» **WRITTEN EXERCISE**: Please update every line of the records below by replacing "instance" with "occurrence" and changing nothing else. Leave the pictures out of your answer.
= = = = = = =
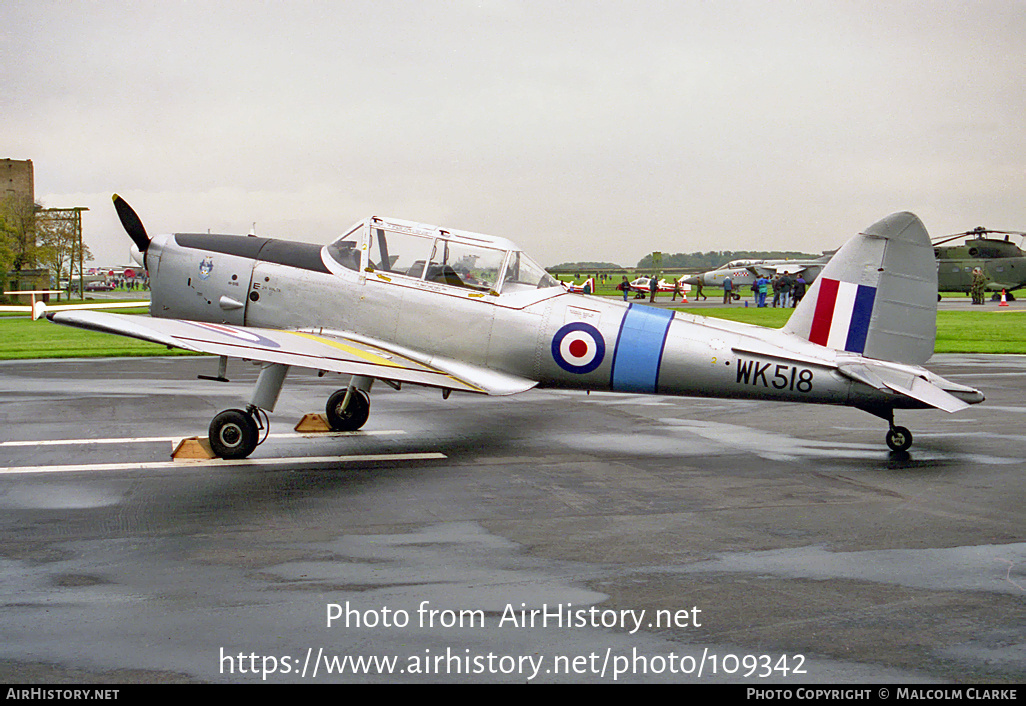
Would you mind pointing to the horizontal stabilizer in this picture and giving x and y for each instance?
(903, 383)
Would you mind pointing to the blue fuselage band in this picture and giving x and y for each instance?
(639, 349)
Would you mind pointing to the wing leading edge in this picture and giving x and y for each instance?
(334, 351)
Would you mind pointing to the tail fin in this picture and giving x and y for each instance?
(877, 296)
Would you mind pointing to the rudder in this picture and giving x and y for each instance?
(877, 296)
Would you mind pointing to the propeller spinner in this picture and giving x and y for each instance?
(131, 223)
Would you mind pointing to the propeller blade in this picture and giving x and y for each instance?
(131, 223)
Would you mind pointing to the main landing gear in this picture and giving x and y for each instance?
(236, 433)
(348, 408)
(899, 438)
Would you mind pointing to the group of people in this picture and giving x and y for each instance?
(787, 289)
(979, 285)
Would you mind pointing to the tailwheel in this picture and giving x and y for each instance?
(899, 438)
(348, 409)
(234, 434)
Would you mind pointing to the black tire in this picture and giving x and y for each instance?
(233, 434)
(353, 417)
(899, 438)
= = = = = = =
» **ANSWER**:
Would you mind pointing to the horizontal stabilizer in this picture and giving x and y for each occurrence?
(903, 383)
Would you mind pointing to the blue fuselage band in this picture and giving x and y for each occurrence?
(639, 349)
Would you mind pointing to the wing leading edge in this picture and giving x and y for each occurrence?
(334, 351)
Would you mind pointing to the tail fin in this picture and giving x and y for each occurrence?
(877, 296)
Would you mind pointing to the rudder in this picture and giving x and y for each occurrence?
(877, 296)
Would you mind pointing to the propeller spinner in this picture and giving x and y for each occurrence?
(131, 223)
Would you mind pointing to the propeller blade in this picture and giving x and y for each occurrence?
(131, 223)
Would you mind pointing to the main landing gear in this picture and giving x and y for each occurrence?
(236, 433)
(348, 408)
(899, 438)
Would you mind pointing to the group of people in this picture and giving x and y for each occurrence?
(787, 289)
(979, 285)
Would you mind pointing to the tailwheel in this picture and giving x and y for each occurrence?
(899, 438)
(348, 409)
(234, 434)
Would you mind pointing to the black tire in this picture and giving x and y for each occurrence?
(233, 434)
(353, 417)
(899, 438)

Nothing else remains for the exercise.